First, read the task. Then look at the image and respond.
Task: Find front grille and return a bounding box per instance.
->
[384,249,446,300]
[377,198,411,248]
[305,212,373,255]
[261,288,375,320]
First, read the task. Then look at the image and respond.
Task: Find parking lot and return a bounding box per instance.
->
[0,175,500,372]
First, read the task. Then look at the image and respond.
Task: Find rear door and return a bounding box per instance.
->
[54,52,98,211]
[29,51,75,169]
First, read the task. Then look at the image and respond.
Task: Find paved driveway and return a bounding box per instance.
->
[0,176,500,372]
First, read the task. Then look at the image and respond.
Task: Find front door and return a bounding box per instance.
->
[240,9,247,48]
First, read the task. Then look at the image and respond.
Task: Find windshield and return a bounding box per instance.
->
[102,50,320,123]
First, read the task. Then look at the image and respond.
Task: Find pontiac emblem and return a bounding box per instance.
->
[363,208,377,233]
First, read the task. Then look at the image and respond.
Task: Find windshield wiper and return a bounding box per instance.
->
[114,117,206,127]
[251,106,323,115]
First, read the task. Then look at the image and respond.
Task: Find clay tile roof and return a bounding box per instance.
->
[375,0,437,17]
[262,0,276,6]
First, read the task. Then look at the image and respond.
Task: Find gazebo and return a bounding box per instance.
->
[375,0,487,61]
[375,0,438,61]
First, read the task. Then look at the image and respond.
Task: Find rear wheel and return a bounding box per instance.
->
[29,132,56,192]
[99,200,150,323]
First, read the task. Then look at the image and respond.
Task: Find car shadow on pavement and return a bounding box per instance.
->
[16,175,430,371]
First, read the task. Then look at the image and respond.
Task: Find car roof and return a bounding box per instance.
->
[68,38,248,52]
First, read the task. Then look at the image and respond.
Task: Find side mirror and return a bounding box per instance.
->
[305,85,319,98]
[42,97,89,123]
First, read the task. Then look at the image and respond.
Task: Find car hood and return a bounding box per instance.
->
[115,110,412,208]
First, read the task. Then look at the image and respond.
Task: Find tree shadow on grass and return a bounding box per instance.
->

» **Exercise goal**
Return the entries above exactly, each one complete.

» **Solution**
First, read the task. Then look at the image and respond.
Task: Find front grille and return a bounding box per instance.
->
[384,249,446,300]
[377,198,411,248]
[305,212,373,255]
[261,288,375,320]
First, read the task. Then look at the image and respond.
Task: Find parking lot and return a bounding box per instance.
->
[0,175,500,372]
First, read the task. Then look at the image and respond.
Task: Find rear door and return a bounding box per instance.
->
[54,52,98,211]
[29,51,75,169]
First, read the task. Then look at the image and respond.
Task: Find paved driveway and return a bounding box per instance.
->
[0,176,500,372]
First, read the task. Then look at the image and respond.
Task: Find front door and return a bounding box per instance.
->
[240,9,247,48]
First, read the task. Then look at the image and respond.
Task: Find windshield and return a bounding box per instance.
->
[102,50,320,123]
First, read the task. Then look at the image and respond.
Task: Find pontiac emblem and return a bounding box per instance.
->
[363,208,377,233]
First, read the task. Then look at the image and respond.
Task: Find windshield wiper and return a bounding box per instance.
->
[114,117,206,127]
[251,106,323,115]
First, read the task. Then look at the image and respond.
Task: Find clay tile roof and return a bounding box per instance.
->
[375,0,437,17]
[262,0,276,6]
First, read the task. Then look at the image and respond.
Task: Find gazebo and return a bounding box per instance.
->
[375,0,487,61]
[375,0,438,61]
First, read the task. Then look at the image and respond.
Task: Find rear wheel and return a bounding box per instance.
->
[29,132,56,192]
[99,200,150,323]
First, read the task. Then look at the image and respond.
Task: Find car shadow on pavement and return a bounding box per instance.
->
[16,175,430,371]
First, read the task. Then look at the image and respond.
Task: Find car roof and return a bounding box per instance.
->
[68,38,248,52]
First, read the task. Then look at the image and respond.
Task: Find side mirror and return a bounding box per instance.
->
[305,85,319,98]
[42,97,89,123]
First, read the task. Then look at the image and respond.
Task: Find car hood and return a bounding box per instance.
->
[115,110,412,208]
First, read the task. Then look at the image and respond.
Task: Find tree shadow on grass and return a bounding box per instance.
->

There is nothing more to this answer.